[START Reading text]

Of the eleven stations officially known as "Houses of Refuge in Florida" only one these rescue houses still remains standing (Hurricanes...)

 "Gilbert's Bar House of Refuge" and is operated as a museum & is open to the public. -Well worth the drive to view some pre-space program old Florida.



Shuttle tank and booster on launch pad 39A & in the distance, the ruins of Chester Shoals near the ocean.

Yes I have used this photo on another page because it is such a cool picture.

(photo credit: mine)



My first reading about shipwrecked sailors on the Cape and the Chester Shoal Rescue house was when working night shift for a space shuttle launch at Pad 39A.

--Recall the Space Shuttle Program lasted thirty years. During shuttle launch countdowns -it was not unusual for shuttle launches to be delayed up to five days resulting in seemingly endless all night shifts for the support teams. (And fantastic overtime pay!)

Consequently waiting out the countdowns, old & odd magazines were read, re-read & stacked in out of the way desk drawers & break rooms. (For those unaware: A "magazine" was entertainment prior to the age of cell phones)

[END Reading text]
[START Stored data]

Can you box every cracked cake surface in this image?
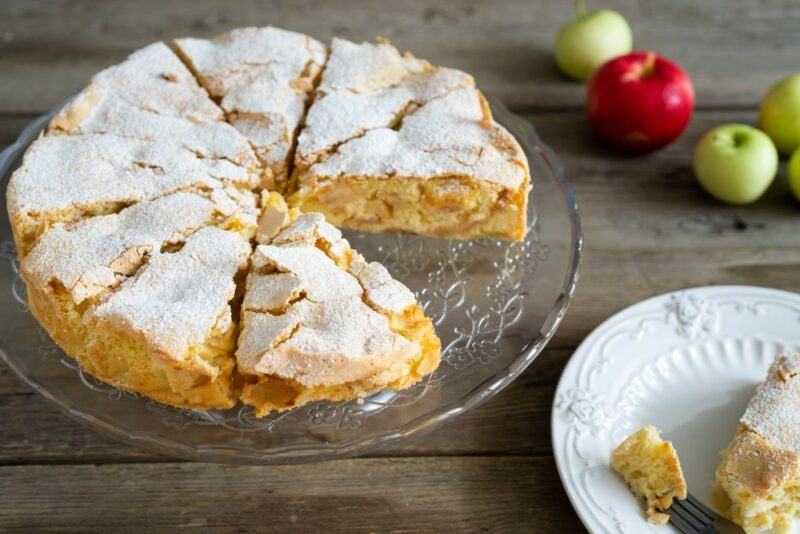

[END Stored data]

**Description of the task**
Using the text about Florida's Houses of Refuge, answer each question briefly.
1. How many stations were officially known as "Houses of Refuge in Florida"?
2. How long did the Space Shuttle Program last?
3. Up to how many days could shuttle launches be delayed?

**Written answer**
1. Eleven
2. Thirty years
3. Five days